• _Problem details_
Every entry below should be reproduced exactly, with all pictures left out.

Items from a dataset:
# # # #

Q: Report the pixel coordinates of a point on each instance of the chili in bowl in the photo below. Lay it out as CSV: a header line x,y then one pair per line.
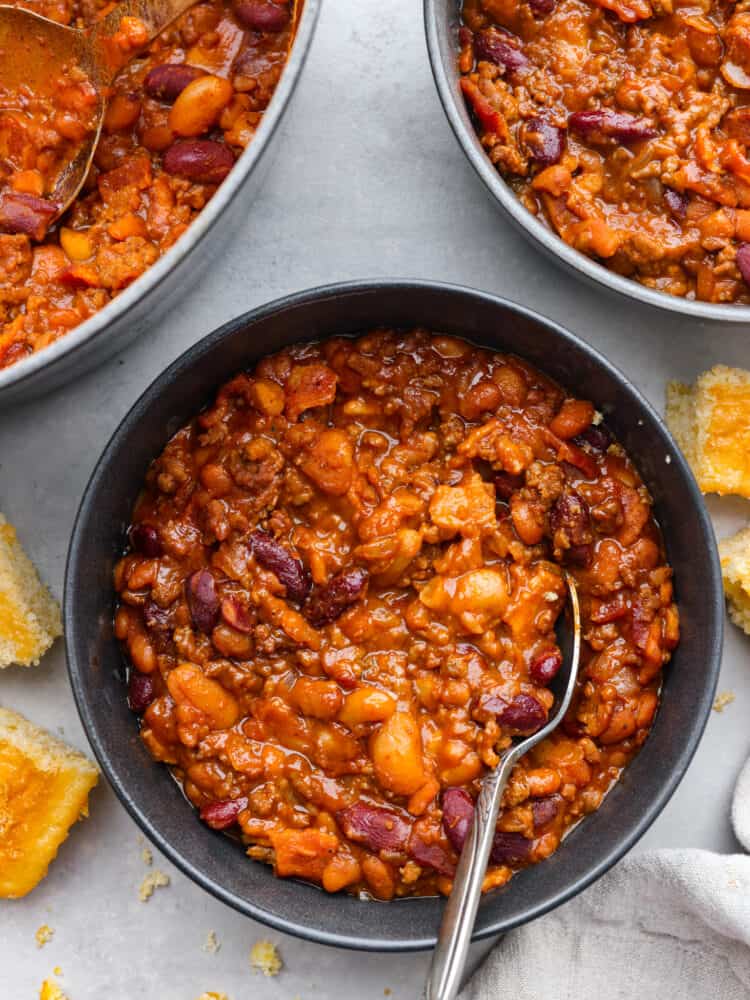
x,y
186,124
337,602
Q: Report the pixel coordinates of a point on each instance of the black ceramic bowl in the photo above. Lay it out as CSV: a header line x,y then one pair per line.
x,y
96,666
442,21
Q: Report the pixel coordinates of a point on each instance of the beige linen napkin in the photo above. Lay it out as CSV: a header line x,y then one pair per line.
x,y
663,925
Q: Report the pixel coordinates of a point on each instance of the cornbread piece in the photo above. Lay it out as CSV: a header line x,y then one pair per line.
x,y
735,570
51,991
29,615
44,789
154,880
264,957
711,422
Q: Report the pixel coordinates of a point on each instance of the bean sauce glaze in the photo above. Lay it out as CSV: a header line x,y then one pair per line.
x,y
179,116
624,125
338,605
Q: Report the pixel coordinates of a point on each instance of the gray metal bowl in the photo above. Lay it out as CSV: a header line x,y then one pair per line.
x,y
95,661
137,308
442,21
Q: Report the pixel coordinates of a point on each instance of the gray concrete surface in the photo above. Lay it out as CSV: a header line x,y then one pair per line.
x,y
369,181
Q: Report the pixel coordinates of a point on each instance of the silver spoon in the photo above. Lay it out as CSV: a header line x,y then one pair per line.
x,y
449,958
35,51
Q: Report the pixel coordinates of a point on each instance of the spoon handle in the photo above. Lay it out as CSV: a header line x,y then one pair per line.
x,y
449,957
155,15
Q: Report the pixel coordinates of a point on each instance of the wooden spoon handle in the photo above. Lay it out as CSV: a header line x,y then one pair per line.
x,y
129,27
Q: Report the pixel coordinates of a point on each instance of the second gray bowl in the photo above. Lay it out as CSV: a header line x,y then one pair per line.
x,y
95,661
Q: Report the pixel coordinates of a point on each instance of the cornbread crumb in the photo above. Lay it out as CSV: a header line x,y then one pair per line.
x,y
711,422
29,615
43,935
722,700
264,957
154,880
734,553
51,991
212,943
44,789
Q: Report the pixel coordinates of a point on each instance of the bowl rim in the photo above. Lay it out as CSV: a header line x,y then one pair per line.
x,y
458,118
147,283
192,357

# # # #

• _Solution for this problem_
Q: Report the pixel coordinates of a point on each instance of the chili in bowl in the photo below. Lay it out as CSV: a header line x,y then one pair per line.
x,y
186,124
337,602
Q: Report the pixel coordinates of a point on each instance of the black ceramic bowl in the photo above. Lay it out as CSV: a header line x,y then one pair per line.
x,y
96,666
442,21
Q: Report the pixel coordinates of a point on each instance of the beige linen napkin in the photo above. Lay it out as CSV: a header line x,y then one pair per line.
x,y
663,925
Q: Report the pixel coordinates of a point on each instance of the cornbread piece in the photo above. Lay it out as CSV: a header line x,y then one pair per line.
x,y
735,570
51,991
29,615
44,789
154,880
264,957
711,422
Q: Report the pixel coordinates of a point on each instance of the bean sauce glaze in the photo above. Lay it out as CSV: a header line x,y then one pair per line.
x,y
179,116
624,125
338,605
Q: Report the pixel coordinates of a point on each instance of the gray metal bowl in the photo above. Lay it out as CSV: a header line x,y then one pair per line.
x,y
95,661
137,308
442,21
Q: Report the pixel coordinates of a point on each instance of the gray concrete surface in the photo above. Lay it out as CSV: a header line x,y then one pair per line.
x,y
369,181
Q: Report the pixel coordinates of a point on each instance of the silver spoon in the photo above. Lay it out as CSV: a header line x,y then one pair per line.
x,y
449,958
35,51
Q: Report the pixel coordinates of a point on each instance of the spoon handle in the photo above. Lay it out as CSV: a header line x,y then one pair per line.
x,y
449,957
155,15
Q: Report the pixel coordinates of a point on each instance of the wooden spoon handle in the photo above. Lay it out as CSV: a header line x,y then one pair per line.
x,y
129,27
Q: Report the pixel coordinates of a point on each instance of the second gray bowl in the photo above. Lay it out as CSV: a header line x,y then one pair per line.
x,y
95,661
Q: Report the pixel coordinates of a point on each instance of the cornbread crumb in the photo above. Lay it out as CSV: a header line x,y then one pair per line.
x,y
711,422
29,615
43,935
722,700
264,957
154,880
734,553
51,991
212,943
44,789
Q: Report the pixel coordinates of a point on each instance of the bowl rim in the photo above. Lay it out as CSV: a header line x,y then one pair per line.
x,y
458,118
147,283
192,357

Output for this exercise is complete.